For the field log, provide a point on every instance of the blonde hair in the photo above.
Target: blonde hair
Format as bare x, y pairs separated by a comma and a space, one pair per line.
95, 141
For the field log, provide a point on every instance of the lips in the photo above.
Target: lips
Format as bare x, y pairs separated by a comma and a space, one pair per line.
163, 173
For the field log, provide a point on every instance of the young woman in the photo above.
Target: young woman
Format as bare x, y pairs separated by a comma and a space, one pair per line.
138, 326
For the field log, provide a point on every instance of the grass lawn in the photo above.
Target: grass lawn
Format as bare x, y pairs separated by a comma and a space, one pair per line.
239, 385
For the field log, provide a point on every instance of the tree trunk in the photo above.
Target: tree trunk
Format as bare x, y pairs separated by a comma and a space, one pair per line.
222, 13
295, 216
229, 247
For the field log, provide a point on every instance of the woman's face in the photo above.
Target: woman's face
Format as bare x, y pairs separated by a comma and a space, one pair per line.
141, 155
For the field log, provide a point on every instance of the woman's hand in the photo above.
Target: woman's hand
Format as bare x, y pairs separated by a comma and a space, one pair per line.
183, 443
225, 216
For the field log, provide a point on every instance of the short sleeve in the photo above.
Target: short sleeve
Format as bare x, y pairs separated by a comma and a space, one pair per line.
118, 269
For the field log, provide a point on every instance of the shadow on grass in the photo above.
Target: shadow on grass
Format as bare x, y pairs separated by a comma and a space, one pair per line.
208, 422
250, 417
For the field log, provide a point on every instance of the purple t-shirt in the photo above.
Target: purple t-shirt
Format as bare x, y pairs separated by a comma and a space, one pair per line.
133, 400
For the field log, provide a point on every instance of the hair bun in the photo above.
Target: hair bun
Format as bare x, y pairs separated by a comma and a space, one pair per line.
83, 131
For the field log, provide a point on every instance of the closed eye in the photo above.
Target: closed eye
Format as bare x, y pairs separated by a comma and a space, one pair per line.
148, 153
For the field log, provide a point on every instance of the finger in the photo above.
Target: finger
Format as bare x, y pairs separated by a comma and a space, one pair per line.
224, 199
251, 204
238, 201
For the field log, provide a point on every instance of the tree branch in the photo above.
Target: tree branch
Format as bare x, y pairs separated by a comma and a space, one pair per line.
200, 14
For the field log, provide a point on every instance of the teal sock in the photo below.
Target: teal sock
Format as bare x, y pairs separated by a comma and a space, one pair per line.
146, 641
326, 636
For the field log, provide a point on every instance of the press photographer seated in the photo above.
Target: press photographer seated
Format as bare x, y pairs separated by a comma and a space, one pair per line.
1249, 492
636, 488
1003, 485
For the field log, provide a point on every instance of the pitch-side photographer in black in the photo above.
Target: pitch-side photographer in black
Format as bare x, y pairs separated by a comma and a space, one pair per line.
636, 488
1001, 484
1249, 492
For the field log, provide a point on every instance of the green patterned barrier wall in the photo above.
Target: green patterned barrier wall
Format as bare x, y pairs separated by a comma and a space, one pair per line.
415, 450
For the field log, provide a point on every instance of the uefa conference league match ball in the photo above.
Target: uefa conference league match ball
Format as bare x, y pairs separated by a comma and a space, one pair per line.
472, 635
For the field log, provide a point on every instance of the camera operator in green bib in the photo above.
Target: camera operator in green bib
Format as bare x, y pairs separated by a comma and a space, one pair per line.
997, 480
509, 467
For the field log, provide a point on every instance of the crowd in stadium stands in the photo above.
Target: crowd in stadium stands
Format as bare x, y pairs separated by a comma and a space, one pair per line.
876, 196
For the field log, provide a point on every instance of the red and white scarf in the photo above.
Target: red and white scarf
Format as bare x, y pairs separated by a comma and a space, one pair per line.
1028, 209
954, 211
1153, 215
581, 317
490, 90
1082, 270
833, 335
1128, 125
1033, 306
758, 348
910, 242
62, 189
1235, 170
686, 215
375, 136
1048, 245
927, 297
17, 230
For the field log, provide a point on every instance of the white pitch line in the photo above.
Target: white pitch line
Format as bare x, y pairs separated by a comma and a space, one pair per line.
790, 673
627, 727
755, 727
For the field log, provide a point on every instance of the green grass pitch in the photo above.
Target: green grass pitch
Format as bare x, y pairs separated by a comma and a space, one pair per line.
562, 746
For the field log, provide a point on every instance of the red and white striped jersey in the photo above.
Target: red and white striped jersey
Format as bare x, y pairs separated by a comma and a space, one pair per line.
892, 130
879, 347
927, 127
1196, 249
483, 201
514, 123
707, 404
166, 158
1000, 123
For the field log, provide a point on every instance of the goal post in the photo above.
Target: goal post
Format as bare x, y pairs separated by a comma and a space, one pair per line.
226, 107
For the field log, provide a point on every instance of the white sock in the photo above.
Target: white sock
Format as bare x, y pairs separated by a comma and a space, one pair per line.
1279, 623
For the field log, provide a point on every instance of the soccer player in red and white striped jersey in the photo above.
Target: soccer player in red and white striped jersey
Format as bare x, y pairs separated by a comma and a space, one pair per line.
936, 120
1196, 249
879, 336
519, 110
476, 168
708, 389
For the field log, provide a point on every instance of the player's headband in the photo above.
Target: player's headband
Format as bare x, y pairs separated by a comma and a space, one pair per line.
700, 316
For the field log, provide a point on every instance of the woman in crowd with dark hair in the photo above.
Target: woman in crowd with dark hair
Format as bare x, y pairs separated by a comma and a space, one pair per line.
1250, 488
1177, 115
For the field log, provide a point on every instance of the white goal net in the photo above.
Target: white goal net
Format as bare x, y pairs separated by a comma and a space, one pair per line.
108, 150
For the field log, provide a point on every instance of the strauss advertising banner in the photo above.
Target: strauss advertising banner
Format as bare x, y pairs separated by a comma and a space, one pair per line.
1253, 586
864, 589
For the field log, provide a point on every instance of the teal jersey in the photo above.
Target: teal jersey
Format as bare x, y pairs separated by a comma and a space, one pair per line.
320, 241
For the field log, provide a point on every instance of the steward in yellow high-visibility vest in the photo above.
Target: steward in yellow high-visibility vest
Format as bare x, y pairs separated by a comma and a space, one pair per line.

*Problem details:*
Reproduce the full set of records precisely.

*Response below:*
For the field log, provide a point on every instance of the blonde hair in the photo above.
Target: blonde hair
Format as bare x, y pairs separated by a comma and a space, one pair per line.
95, 141
For the field log, provide a point on every instance of the lips in the photo above.
Target: lips
Format as bare x, y pairs separated by a comma and a space, one pair per line.
163, 173
For the field log, provide a point on every instance of the young woman in the photo above.
Target: young woman
Format as bare x, y pairs separated by a comma and a space, one pair per line.
138, 326
For the field log, provide a point on every instance of the grass lawn in the photo above.
Target: grass lawn
Format as bare x, y pairs separated by a comma and a space, one pair per line.
239, 385
For the field log, provide a point on every instance of the tree trunk in the photo above.
Target: tree trunk
Format as bare x, y pairs separated by a comma and a space, one pair per line.
222, 13
295, 216
229, 247
For the field log, provide a point on every instance of the woman's face in the photo above.
Target: woman's face
Format as bare x, y pairs separated by a comma and a space, one pair per line.
141, 155
For the field log, provide a point on every instance of the woman's hand in the photo above.
Target: woman's hand
Format as bare x, y pairs separated by a comma and a space, one pair per line.
183, 443
225, 216
For the field log, provide a point on every instance of the short sleeve in the photo above.
Target: short sleeve
Format as bare x, y pairs separated by a comma and a space, one pair per line.
118, 269
For the field log, provide a point on every instance of the shadow on grass in the photo above.
Target: shadow on grass
Format as bare x, y pairs separated by a comma and a space, one pair per line.
208, 422
250, 417
For the field log, provide a point on every instance of the purple t-shirt in the photo above.
Target: purple t-shirt
Format as bare x, y pairs separated by a comma and a space, one pair per line.
133, 400
For the field log, provide a point on every instance of the hair bun in the photo above.
Target: hair bun
Format as bare x, y pairs separated by a comma and a space, one pair per line.
83, 131
For the field log, provide a point on every instance of the closed eye in the photo above.
Target: closed eye
Format as bare x, y pairs separated by a comma and a space, one pair per line.
148, 153
For the field log, provide a point on every instance of the finger in the photo above.
Target: finger
Format as bare x, y pairs separated by a comma and a space, one pair per line.
224, 199
251, 204
238, 201
For the field log, provide a point on every instance of the tree branch in the photo above.
Target: tree branch
Format as bare x, y pairs separated by a comma and a space, one pair per line.
200, 14
For the field log, provide a point on every instance of the teal sock in the photo below.
Target: teal sock
Format as bare x, y pairs separated by a comma and a space, one pair per line.
146, 641
326, 636
For the field log, provide a point on every instance of the press photographer seated in the photo above.
Target: press photographer seated
Format as bare x, y pairs separated by a comma and a space, one pair per line.
1249, 492
636, 488
1003, 485
For the field log, provide a point on every instance of the pitch-side photographer in black in the photo above.
Target: pitch-side photographer in black
Format as bare x, y pairs separated by a comma and a space, one pair per line.
636, 488
1001, 484
1249, 492
For the field log, provide a point on every instance of the green patterned barrier wall in the photo above.
Target: green patterned barrier wall
Format as bare x, y pairs separated by a comma and a space, one pair per line.
415, 450
For the field log, provide a point on every instance of the uefa conference league match ball in the photo above.
Target: uefa conference league match ball
Format as bare x, y pairs separated by a comma and a space, one pair per line.
472, 635
For the field log, provide a point on every instance of the camera operator in green bib in the photo above.
Target: camera operator in green bib
Format as bare x, y pairs separated by a comma and a space, one pair per line.
997, 480
509, 467
For the field log, provide a point on every instance of the crowd in stadium stands in the photo above.
Target: crowd in stadium stands
Format as bare x, y pairs separated by a comma and a space, one pair per line.
876, 196
For the field log, provide a point on every instance of the red and white scarf in the photo above.
Target: red and white scarf
Format as bare x, y pairs separated by a comma and a space, one pair per line.
1028, 209
954, 211
1153, 215
581, 317
490, 90
1082, 270
833, 335
1128, 125
1033, 306
758, 348
910, 242
62, 189
1235, 170
686, 215
375, 136
1048, 245
927, 297
17, 230
For the field log, provide a point on every instance of the white pitch line in the photo above.
Target: white pitch line
Format as bare x, y pairs separated by a comma and a space, one pair per line.
790, 673
627, 727
755, 727
For the field log, provide a point on every instance of the green grass pitch in the photo above.
Target: green grass pitch
Format as bare x, y pairs separated by a comma and a space, one pair per line.
562, 746
For the field log, provide a point on every instance of the red and white striped jersey in the photo above.
Target: red and white striped jersey
Format as bare x, y pairs separated by a comma and a space, one pair per line.
892, 130
879, 347
927, 127
1196, 249
483, 201
514, 123
707, 404
166, 158
1000, 123
For the field log, provide a point on every instance of the goal post in the photo above.
Target: goal post
Format as bare x, y pairs separated by a comma and a space, one pair per line.
226, 107
For the field log, provide a point on every instance of the white sock in the photo above.
Target: white sock
Format as bare x, y pairs separated by a comma and a space, one pair per line.
1279, 623
For the field log, provide a point on every instance of the soccer player in red and white striped jersey in the photo above.
Target: soccer player in red and white striped jersey
Format as bare x, y pairs separated by a comma and a space, one pair per line.
936, 120
1196, 249
879, 336
519, 110
476, 168
708, 389
For the field log, provide a point on every instance of the player's headband in the photo above.
Target: player's headband
Format as bare x, y pairs separated by a comma and a space, one pair per line.
700, 316
For the field log, provide a point on every instance of the woman in crowd with dark hair in the photo above.
Target: woman in crowd with dark hair
Format as bare x, y pairs separated by a comma and a space, one pair per line.
1250, 488
1177, 115
For the field log, provide a point on every instance of the white goal net in the photo above.
Target: white goal net
Format as bare x, y pairs separated by a comma and a space, one pair per line.
108, 150
For the field log, provide a point on every instance of the strauss advertising banner in the photo above.
Target: strauss advertising banner
Format as bare x, y pairs separated by a comma and a space, one pair per line.
1253, 586
864, 589
For the field log, provide a point on every instance of the teal jersey in the photo above.
Target: teal jersey
Format as bare x, y pairs separated by a comma and a space, one pair per line.
320, 241
For the field log, provide a point on every instance of the steward in yellow high-visibility vest in the photo above.
Target: steward in yellow high-visibility vest
Format as bare x, y pairs separated by a comma and a space, one pair per line.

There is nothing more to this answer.